- Genre: Documentary Adventure travel
- Directed by: Patti Kraus
- Starring: Monty Don
- No. of episodes: 4

Production
- Producer: BBC
- Running time: 4 × 1 hour

Original release
- Network: BBC Two

= Monty Don's Italian Gardens =

British documentary television series

Monty Don's Italian Gardens is a television series of 4 programmes in which British gardener and broadcaster Monty Don visits several of Italy's most celebrated gardens.

Steve Wilson composed the title and theme music on the series. A book based on the series, Great Gardens of Italy, was also published.

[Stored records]
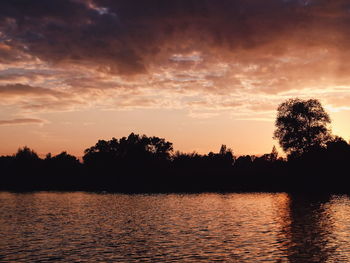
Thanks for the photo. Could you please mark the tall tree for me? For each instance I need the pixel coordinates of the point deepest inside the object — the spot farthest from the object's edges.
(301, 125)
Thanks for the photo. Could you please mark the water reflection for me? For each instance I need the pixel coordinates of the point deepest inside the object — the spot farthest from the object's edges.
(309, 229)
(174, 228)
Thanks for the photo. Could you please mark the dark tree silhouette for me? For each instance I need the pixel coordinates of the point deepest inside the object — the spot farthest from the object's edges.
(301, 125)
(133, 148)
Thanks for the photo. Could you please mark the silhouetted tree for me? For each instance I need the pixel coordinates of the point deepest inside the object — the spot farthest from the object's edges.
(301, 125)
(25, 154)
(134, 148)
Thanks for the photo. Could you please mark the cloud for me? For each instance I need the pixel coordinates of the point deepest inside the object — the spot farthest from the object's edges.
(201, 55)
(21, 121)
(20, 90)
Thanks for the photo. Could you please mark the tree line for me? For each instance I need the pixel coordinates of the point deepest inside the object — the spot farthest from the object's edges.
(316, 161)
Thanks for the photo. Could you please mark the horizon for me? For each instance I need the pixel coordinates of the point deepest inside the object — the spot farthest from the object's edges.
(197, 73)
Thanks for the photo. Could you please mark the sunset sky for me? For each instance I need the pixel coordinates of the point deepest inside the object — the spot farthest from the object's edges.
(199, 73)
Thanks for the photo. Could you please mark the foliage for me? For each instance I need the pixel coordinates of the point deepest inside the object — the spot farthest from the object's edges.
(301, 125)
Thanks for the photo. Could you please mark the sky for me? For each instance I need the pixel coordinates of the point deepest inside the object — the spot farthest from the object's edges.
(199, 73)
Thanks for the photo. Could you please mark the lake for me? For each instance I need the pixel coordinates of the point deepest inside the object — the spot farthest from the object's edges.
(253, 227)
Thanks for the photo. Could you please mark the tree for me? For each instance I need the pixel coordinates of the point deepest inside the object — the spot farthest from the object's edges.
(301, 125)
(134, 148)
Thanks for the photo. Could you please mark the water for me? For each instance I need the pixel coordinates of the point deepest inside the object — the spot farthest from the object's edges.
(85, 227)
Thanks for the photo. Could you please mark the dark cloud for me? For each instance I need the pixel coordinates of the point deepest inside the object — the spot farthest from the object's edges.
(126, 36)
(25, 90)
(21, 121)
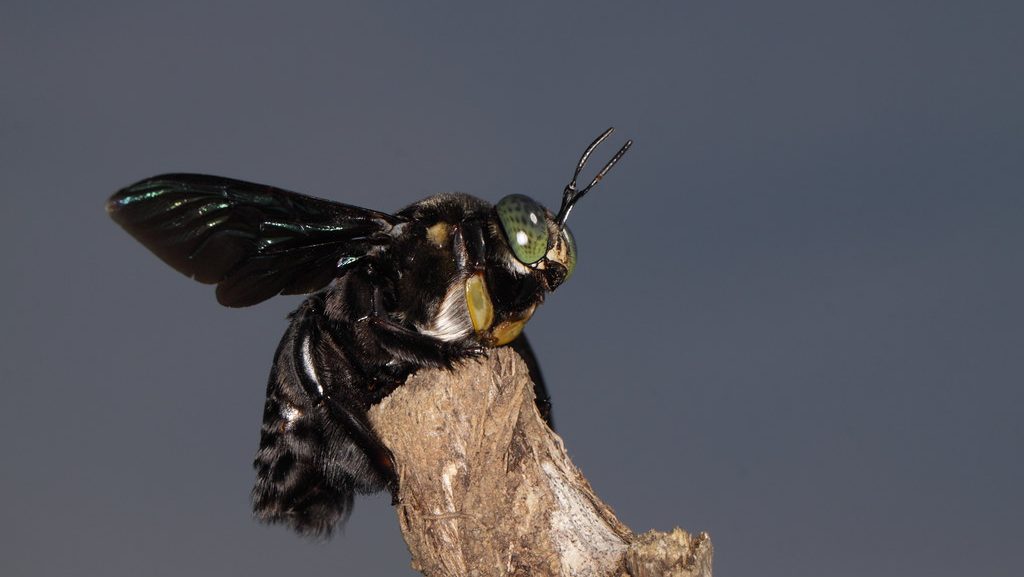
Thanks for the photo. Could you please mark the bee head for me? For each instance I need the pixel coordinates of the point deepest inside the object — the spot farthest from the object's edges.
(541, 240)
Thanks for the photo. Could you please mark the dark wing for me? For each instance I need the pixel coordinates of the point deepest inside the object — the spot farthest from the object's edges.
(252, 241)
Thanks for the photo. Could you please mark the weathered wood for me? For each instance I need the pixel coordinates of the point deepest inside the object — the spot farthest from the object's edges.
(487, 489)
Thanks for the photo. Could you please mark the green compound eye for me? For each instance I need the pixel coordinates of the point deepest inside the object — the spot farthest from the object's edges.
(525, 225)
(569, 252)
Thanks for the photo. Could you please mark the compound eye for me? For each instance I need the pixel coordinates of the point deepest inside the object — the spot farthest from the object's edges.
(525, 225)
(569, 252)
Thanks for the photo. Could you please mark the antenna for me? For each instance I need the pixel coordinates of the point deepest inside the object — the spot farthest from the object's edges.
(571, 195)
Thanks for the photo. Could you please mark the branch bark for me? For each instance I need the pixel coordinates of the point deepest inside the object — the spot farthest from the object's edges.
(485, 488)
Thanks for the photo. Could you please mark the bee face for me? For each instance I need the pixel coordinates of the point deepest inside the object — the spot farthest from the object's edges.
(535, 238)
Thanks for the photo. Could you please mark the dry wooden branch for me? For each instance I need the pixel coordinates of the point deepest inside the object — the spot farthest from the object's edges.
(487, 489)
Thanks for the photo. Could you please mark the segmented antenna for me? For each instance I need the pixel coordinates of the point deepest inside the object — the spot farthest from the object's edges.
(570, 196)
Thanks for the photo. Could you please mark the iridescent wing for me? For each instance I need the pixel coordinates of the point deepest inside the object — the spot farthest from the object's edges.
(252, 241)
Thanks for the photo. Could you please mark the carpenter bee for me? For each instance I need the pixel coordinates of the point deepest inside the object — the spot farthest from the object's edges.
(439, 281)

...

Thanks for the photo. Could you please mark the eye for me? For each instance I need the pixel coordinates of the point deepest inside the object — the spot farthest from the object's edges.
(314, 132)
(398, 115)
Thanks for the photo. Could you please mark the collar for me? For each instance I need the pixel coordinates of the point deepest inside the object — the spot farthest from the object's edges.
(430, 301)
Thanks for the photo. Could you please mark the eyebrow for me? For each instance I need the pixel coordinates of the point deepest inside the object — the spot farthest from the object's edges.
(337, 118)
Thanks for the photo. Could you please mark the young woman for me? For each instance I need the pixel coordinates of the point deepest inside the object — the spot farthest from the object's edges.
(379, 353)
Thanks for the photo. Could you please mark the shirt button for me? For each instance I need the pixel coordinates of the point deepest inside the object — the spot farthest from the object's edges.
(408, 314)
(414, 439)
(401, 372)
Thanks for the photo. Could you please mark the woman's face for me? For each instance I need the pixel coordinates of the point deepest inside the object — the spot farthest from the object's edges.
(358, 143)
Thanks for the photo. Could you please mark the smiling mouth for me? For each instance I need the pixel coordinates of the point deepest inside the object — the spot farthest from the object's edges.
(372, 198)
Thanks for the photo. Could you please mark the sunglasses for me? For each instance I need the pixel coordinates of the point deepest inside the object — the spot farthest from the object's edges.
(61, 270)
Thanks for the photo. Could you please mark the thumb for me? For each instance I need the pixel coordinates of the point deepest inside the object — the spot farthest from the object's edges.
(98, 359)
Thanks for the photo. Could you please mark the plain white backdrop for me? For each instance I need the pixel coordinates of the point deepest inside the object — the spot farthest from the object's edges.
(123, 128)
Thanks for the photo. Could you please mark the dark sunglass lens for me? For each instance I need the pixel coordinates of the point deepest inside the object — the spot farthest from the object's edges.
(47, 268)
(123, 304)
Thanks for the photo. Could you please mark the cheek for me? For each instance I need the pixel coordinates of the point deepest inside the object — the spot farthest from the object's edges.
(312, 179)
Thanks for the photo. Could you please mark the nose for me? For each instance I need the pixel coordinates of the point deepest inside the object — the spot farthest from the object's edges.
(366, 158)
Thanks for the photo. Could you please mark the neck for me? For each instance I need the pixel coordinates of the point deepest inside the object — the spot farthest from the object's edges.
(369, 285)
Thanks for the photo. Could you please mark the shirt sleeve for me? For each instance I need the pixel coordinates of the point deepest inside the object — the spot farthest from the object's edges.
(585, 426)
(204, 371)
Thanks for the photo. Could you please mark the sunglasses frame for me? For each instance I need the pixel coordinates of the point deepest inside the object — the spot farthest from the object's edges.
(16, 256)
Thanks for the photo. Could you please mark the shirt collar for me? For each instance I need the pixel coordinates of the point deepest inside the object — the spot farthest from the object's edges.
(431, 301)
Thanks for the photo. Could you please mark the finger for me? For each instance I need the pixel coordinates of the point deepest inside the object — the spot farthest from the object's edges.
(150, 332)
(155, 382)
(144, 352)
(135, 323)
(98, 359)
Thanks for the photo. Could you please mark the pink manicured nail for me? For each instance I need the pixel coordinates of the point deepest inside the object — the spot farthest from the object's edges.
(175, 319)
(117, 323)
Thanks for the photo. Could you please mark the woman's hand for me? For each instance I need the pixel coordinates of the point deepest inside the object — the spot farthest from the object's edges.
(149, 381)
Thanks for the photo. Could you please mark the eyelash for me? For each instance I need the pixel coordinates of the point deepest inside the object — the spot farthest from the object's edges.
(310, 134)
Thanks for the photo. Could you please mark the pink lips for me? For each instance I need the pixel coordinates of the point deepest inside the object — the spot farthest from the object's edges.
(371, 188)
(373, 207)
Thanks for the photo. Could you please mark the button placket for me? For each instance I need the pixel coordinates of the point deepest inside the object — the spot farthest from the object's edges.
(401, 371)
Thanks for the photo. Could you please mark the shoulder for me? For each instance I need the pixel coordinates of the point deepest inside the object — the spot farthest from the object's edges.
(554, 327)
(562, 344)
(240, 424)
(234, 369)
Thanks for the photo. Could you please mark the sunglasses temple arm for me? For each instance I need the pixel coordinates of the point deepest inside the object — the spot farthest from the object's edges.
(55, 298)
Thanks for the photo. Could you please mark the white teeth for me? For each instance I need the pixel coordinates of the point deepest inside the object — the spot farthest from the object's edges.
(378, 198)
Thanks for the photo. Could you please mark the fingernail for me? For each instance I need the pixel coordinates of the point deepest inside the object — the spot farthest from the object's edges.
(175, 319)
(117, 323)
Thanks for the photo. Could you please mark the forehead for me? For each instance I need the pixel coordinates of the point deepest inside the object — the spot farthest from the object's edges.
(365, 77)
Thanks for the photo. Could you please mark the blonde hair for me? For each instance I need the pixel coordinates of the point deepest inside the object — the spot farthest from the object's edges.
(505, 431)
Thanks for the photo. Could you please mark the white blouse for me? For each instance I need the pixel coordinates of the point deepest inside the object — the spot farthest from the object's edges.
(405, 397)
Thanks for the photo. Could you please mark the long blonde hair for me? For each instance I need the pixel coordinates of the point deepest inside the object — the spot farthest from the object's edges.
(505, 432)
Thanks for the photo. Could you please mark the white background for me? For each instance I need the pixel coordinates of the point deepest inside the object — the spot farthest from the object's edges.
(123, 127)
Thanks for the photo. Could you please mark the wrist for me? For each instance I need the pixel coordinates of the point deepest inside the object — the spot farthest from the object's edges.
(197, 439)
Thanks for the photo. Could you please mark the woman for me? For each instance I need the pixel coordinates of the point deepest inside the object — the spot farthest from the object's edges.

### Task A
In the article on the gardening series, turn the paragraph beginning "Steve Wilson composed" into a short list that keeps its main facts.
### Task B
Locate each line of the entries that contains the string "face" and copy those lines out.

### Reply A
- Steve Wilson composed the title and theme music for the series.
- A book based on the series, Great Gardens of Italy, was published.

### Reply B
Thanks for the photo. Could you please mark the bee face for me? For each instance I need the pixel coordinates of the point deepest inside the object — the spot farthest from the object's edges.
Thanks for the photo. Could you please mark the woman's face for me? For each instance I need the pixel coordinates of the point deepest inside the object — the spot farthest from the object's edges.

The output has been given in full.